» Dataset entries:
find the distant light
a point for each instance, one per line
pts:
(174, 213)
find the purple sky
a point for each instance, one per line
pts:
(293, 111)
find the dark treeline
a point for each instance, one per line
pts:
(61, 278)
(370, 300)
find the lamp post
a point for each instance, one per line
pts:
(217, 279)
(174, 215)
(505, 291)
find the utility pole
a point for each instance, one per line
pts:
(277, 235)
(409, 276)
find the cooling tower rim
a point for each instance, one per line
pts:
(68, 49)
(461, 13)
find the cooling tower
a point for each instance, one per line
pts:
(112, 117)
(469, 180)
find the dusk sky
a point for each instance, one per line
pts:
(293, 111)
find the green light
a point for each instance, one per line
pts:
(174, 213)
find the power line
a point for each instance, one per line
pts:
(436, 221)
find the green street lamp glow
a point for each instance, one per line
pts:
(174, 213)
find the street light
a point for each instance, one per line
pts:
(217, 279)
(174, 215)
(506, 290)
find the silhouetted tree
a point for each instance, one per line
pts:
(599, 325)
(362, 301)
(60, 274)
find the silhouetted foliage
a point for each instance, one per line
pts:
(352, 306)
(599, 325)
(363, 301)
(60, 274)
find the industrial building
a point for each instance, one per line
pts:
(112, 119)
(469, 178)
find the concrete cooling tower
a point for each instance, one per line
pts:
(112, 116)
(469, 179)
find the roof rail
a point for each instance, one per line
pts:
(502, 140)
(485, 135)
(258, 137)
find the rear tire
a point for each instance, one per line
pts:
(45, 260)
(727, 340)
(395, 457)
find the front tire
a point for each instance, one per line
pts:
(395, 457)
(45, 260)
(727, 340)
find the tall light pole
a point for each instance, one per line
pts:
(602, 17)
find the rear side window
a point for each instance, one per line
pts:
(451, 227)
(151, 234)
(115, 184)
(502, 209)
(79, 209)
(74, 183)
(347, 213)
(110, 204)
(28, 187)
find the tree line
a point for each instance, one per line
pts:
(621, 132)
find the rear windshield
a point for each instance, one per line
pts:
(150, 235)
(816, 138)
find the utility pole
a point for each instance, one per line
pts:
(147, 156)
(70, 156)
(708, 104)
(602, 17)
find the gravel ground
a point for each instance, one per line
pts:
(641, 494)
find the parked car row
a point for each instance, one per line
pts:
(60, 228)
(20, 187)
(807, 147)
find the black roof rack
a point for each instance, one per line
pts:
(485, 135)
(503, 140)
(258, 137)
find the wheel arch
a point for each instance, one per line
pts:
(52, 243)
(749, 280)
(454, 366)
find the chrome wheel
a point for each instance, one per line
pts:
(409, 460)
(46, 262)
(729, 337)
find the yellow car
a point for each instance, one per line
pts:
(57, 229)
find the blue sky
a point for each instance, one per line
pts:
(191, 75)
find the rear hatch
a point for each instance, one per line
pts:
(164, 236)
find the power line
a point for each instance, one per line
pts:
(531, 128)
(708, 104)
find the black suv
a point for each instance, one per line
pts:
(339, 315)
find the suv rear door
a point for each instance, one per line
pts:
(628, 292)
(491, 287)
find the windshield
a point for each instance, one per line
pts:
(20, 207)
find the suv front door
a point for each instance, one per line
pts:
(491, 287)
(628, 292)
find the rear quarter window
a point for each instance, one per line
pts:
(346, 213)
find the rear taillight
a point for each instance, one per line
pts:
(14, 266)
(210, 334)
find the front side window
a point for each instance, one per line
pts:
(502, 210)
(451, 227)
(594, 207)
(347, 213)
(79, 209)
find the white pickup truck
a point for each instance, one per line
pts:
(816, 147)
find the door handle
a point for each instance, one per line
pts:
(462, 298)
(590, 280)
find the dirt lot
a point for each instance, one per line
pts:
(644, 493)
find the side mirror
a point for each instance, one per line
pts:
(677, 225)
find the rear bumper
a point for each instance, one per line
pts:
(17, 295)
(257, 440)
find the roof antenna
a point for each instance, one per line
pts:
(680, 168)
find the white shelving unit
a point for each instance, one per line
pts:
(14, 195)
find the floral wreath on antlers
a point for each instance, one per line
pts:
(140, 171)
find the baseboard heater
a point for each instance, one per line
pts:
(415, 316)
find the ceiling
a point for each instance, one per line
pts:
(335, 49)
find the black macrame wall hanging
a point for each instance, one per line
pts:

» The problem: Would you please reproduce the entries above word for word?

» Completed task:
find the distant light
a point for each instance, one per line
pts:
(174, 213)
find the purple sky
a point for each instance, one per line
pts:
(293, 111)
find the dark treeline
a point for each instance, one per line
pts:
(61, 278)
(370, 300)
find the lamp post
a point for each instance, one per line
pts:
(217, 279)
(174, 215)
(505, 291)
find the utility pole
a point for each instance, one per line
pts:
(277, 235)
(409, 276)
find the cooling tower rim
a point for each instance, one per line
pts:
(68, 49)
(461, 13)
find the cooling tower
a point for each instance, one per line
pts:
(112, 117)
(469, 180)
find the dusk sky
a point for each instance, one per line
pts:
(293, 111)
find the green light
a point for each instance, one per line
pts:
(174, 213)
find the power line
a point for each instance, one per line
pts:
(436, 221)
find the green street lamp glow
a point for each instance, one per line
pts:
(174, 213)
find the street light
a point for each instance, one per line
pts:
(217, 279)
(174, 215)
(506, 290)
find the silhouetted tree
a point for each instance, one per line
pts:
(599, 325)
(362, 301)
(60, 274)
find the silhouetted foliage
a point for each instance, one per line
pts:
(352, 306)
(599, 325)
(363, 301)
(60, 274)
find the industrial building
a point for each instance, one per line
pts:
(112, 119)
(469, 178)
find the concrete cooling tower
a point for each instance, one per line
pts:
(112, 116)
(469, 179)
find the roof rail
a point for each instance, one per line
pts:
(502, 140)
(485, 135)
(258, 137)
find the rear tire
a point for each instance, one per line
pts:
(45, 260)
(727, 340)
(395, 457)
find the front tire
a point for each instance, one per line
pts:
(395, 457)
(45, 260)
(727, 340)
find the tall light pole
a point for each instance, one per line
pts:
(602, 17)
find the rear side window
a point for each instance, one per line
pts:
(451, 227)
(151, 234)
(115, 184)
(502, 209)
(79, 209)
(74, 183)
(347, 213)
(110, 204)
(28, 187)
find the tree line
a point for each instance, one per line
pts:
(621, 132)
find the rear windshield
a point for each instance, one per line
pts:
(150, 235)
(816, 138)
find the utility pole
a point for each instance, one per line
pts:
(147, 156)
(70, 156)
(708, 104)
(602, 17)
find the gravel ground
a point for each instance, one per line
pts:
(641, 494)
find the parked car row
a point for each instance, one per line
pts:
(60, 228)
(20, 187)
(807, 147)
find the black roof rack
a point for each instance, one per line
pts:
(485, 135)
(503, 140)
(258, 137)
find the wheel arch
a point for each instance, one per line
pts:
(52, 243)
(749, 280)
(454, 366)
find the chrome wheel
a point for each instance, one per line
pts:
(409, 460)
(46, 262)
(729, 337)
find the yellow car
a point for each instance, one per line
pts:
(57, 229)
find the blue sky
a point for each instance, one per line
pts:
(191, 75)
find the rear hatch
a point for each instance, one per line
pts:
(164, 236)
find the power line
a point for each instance, one per line
pts:
(531, 128)
(708, 104)
find the black suv
a point for each instance, one per line
pts:
(339, 315)
find the suv rear door
a point for each instance, one per line
pts:
(628, 292)
(491, 287)
find the windshield
a point for each instance, one per line
pts:
(20, 207)
find the suv front door
a point for each instance, one per line
pts:
(491, 287)
(628, 292)
find the rear quarter window
a point for each instance, one per line
pts:
(346, 213)
find the rear taillight
a point for each instance, one per line
pts:
(14, 266)
(210, 334)
find the front side window
a point for each instance, one per line
pts:
(502, 210)
(451, 227)
(594, 207)
(347, 213)
(79, 209)
find the white pickup truck
a point for each instance, one per line
pts:
(816, 147)
find the door handle
a point for each instance, one per line
pts:
(462, 298)
(590, 280)
find the dirt lot
a point for each instance, one per line
pts:
(644, 493)
find the side mirror
a point for each instance, one per line
pts:
(677, 225)
find the rear bumper
a point for each instance, one per line
pts:
(17, 295)
(257, 440)
find the roof antenna
a point for each instance, one per line
pts:
(680, 168)
find the white shelving unit
a point for each instance, one per line
pts:
(14, 195)
find the floral wreath on antlers
a point for each instance, one per line
pts:
(140, 171)
find the baseboard heater
a point for each instance, one per line
pts:
(415, 316)
find the ceiling
a point for each instance, one per line
pts:
(335, 49)
find the black macrame wall hanging
a point for each instance, one per line
pts:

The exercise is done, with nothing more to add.